Énoncé A: Recopiez sans aucune modification la partie des enregistrements qui commence à la ligne contenant « Report x and y for each instance of the grassy » et se termine avec la fin des enregistrements, ces deux limites comprises.

Texte cité:
********
M. Masswohl : Je crois que vous avez certainement mis le doigt sur certains des problèmes qui se posent dans le marché européen. Soyons honnêtes, les producteurs de bœuf français ne veulent pas voir le bœuf canadien sur leur marché. Ils ne veulent pas de concurrence. Nous avons tenté de faire en sorte que l’accord leur offre aussi des possibilités à cet égard.

J’ai mentionné les chiffres qui sont devant moi. Nous avons expédié un peu moins de 500 tonnes de bœuf canadien en Europe en 2017. L’accord n’est pas entré en vigueur avant septembre, et il faut un certain temps, je dirais donc que nous ne voyons pas encore les effets. Mais le Canada a ouvert ses marchés au bœuf européen à la fin de 2015, et 1 700 tonnes de bœuf européen sont entrées au Canada en 2016, il y en a eu 2 800 tonnes en 2017, et les chiffres montrent déjà une augmentation pour 2018.

Nous devons faire en sorte que ce soit équitable des deux côtés. En vertu de l’AECG, l’Europe aura un accès en franchise de droits illimité pour son bœuf sur le marché canadien. Avant l’AECG, l’Europe était soumise à un quota, et maintenant, elle bénéficie d’un accès illimité en franchise de droits.

Au titre de l’AECG, nous sommes soumis à un quota. Nous aurons un accès pour 50 000 tonnes de bœuf canadien, réservé uniquement pour le Canada, de même qu’un accès à certains quotas qui sont ouverts à d’autres pays également. Si on considère que les Européens mangent environ 8 millions de tonnes de bœuf par année — donc environ 500 millions de personnes mangent 800 millions de tonnes de bœuf par année, et nous avons un quota de 50 000 tonnes —, je ne pense pas qu’ils doivent s’inquiéter outre mesure des volumes que nous allons expédier. Nous en sommes à 500 pour le moment, et le quota de 50 000 tonnes n’est pas appliqué tout de suite. Il sera graduellement introduit sur un certain nombre d’années.

En ce qui concerne la qualité, j’ai mangé dans de nombreux restaurants européens, et j’ai confiance en notre capacité de soutenir la concurrence avec la qualité du bœuf canadien. Le cheptel canadien est largement constitué de races d’Europe du Nord, notamment des bœufs Angus, Hereford, Charolais, Simmental et Limousin. Nous avons ici beaucoup de races bien connues en Europe.

Au cours des 50 dernières années, nous avons fait beaucoup plus de croisements. Nous avons pris des races anglaises reconnues pour leur très bon persillage, mais qui sont assez petites, et nous avons pris des races françaises, qui sont connues pour être de grande taille. Donc, depuis de nombreuses décennies, nous avons été capables de créer un cheptel d’origine européenne au Canada qui est très différent de celui qu’on trouve en Europe actuellement.
********
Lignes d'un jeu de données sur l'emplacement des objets
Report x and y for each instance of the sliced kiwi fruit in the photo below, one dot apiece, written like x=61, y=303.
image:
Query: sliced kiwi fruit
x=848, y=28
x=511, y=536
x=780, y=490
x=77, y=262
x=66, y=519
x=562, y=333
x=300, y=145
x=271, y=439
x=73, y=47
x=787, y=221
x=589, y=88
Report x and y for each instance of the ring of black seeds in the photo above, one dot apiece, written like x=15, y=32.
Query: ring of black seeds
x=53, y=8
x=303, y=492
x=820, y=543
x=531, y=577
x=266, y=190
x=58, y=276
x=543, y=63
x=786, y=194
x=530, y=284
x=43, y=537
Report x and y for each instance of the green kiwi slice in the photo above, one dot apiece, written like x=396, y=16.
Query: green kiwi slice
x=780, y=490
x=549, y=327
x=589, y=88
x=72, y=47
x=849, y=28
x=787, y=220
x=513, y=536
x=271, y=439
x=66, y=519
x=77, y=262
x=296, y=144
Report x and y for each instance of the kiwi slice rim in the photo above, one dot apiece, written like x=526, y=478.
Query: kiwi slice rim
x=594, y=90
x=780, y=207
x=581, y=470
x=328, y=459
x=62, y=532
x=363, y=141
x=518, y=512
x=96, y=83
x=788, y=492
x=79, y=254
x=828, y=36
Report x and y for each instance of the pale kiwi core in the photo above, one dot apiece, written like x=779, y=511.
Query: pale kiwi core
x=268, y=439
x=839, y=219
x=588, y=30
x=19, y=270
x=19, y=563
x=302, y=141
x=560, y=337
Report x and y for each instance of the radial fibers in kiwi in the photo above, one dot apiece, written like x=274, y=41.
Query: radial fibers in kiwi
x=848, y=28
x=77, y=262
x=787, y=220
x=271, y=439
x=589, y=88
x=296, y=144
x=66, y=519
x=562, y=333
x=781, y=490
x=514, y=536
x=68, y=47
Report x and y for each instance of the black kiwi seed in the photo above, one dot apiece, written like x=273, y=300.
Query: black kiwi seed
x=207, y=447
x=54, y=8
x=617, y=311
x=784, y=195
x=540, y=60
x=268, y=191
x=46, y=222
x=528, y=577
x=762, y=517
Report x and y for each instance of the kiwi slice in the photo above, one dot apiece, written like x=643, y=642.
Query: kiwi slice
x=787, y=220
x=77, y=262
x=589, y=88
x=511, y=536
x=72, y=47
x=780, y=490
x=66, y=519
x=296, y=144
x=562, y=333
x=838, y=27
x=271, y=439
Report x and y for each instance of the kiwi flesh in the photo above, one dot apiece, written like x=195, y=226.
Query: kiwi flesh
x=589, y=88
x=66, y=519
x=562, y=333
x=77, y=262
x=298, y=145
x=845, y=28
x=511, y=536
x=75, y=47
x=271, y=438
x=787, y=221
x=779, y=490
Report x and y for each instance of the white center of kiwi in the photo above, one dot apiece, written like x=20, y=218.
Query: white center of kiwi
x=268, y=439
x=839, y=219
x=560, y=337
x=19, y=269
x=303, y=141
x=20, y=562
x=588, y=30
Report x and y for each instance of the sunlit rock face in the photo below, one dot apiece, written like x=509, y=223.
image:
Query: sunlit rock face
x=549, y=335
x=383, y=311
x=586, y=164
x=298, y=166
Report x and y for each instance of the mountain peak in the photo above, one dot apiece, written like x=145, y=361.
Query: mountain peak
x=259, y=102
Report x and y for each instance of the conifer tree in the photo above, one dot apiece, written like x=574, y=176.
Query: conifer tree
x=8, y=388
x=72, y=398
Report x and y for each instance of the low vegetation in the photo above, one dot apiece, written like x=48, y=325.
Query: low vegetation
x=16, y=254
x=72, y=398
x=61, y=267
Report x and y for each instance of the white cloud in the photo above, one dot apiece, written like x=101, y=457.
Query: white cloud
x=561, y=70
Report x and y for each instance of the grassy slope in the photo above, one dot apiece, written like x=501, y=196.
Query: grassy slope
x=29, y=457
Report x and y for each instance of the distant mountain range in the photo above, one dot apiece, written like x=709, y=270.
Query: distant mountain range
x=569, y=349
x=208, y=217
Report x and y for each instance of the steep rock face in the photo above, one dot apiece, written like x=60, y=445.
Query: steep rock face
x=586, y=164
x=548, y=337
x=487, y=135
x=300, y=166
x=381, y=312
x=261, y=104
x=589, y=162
********
Énoncé B: Dans le texte sur le commerce du bœuf, relevez tel quel le passage qui commence par les mots « J’ai mentionné les » et s'achève sur « franchise de droits. ».

Réponse attendue A:
Report x and y for each instance of the grassy slope in the photo above, one dot apiece, written like x=501, y=196.
Query: grassy slope
x=29, y=457
Report x and y for each instance of the distant mountain range in the photo above, one dot apiece, written like x=709, y=270.
Query: distant mountain range
x=569, y=349
x=208, y=217
Report x and y for each instance of the steep rock face in the photo above, one dot apiece, written like x=60, y=445.
Query: steep rock face
x=586, y=164
x=548, y=337
x=487, y=135
x=300, y=166
x=381, y=312
x=261, y=104
x=589, y=162

Réponse attendue B:
J’ai mentionné les chiffres qui sont devant moi. Nous avons expédié un peu moins de 500 tonnes de bœuf canadien en Europe en 2017. L’accord n’est pas entré en vigueur avant septembre, et il faut un certain temps, je dirais donc que nous ne voyons pas encore les effets. Mais le Canada a ouvert ses marchés au bœuf européen à la fin de 2015, et 1 700 tonnes de bœuf européen sont entrées au Canada en 2016, il y en a eu 2 800 tonnes en 2017, et les chiffres montrent déjà une augmentation pour 2018.

Nous devons faire en sorte que ce soit équitable des deux côtés. En vertu de l’AECG, l’Europe aura un accès en franchise de droits illimité pour son bœuf sur le marché canadien. Avant l’AECG, l’Europe était soumise à un quota, et maintenant, elle bénéficie d’un accès illimité en franchise de droits.